Passage given →
Path: news.mathworks.com!not-for-mail
From: "Ulrik Nash" <uwn@sam.sdu.dk>
Newsgroups: comp.soft-sys.matlab
Subject: Augmenting a sample from unbounded distribution, until no values are above or below threshold.
Date: Tue, 6 Sep 2011 00:09:10 +0000 (UTC)
Organization: The MathWorks, Inc.
Lines: 44
Message-ID: <j43ob6$7dj$1@newscl01ah.mathworks.com>
Reply-To: "Ulrik Nash" <uwn@sam.sdu.dk>
NNTP-Posting-Host: www-03-blr.mathworks.com
Content-Type: text/plain; charset=UTF-8; format=flowed
Content-Transfer-Encoding: 8bit
X-Trace: newscl01ah.mathworks.com 1315267750 7603 172.30.248.48 (6 Sep 2011 00:09:10 GMT)
X-Complaints-To: news@mathworks.com
NNTP-Posting-Date: Tue, 6 Sep 2011 00:09:10 +0000 (UTC)
X-Newsreader: MATLAB Central Newsreader 2106050
Xref: news.mathworks.com comp.soft-sys.matlab:742263

Hi Everyone,

I am working on a problem where I require a sample of numbers drawn from a distribution that has no bounds. The issue is that some values that may be drawn from these distributions do not make any sense for the task I am working on.

Collected material →
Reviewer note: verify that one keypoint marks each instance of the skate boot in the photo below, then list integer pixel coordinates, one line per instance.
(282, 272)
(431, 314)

Directions →
(a) Please copy the MATLAB newsgroup post above word for word, from "I am working on a" up to and including "am working on.".
(b) In the header of the MATLAB newsgroup post above, which field names begin with "X-"? Give every one.

Answers for this exercise →
(a)
I am working on a problem where I require a sample of numbers drawn from a distribution that has no bounds. The issue is that some values that may be drawn from these distributions do not make any sense for the task I am working on.

(b) X-Trace, X-Complaints-To, X-Newsreader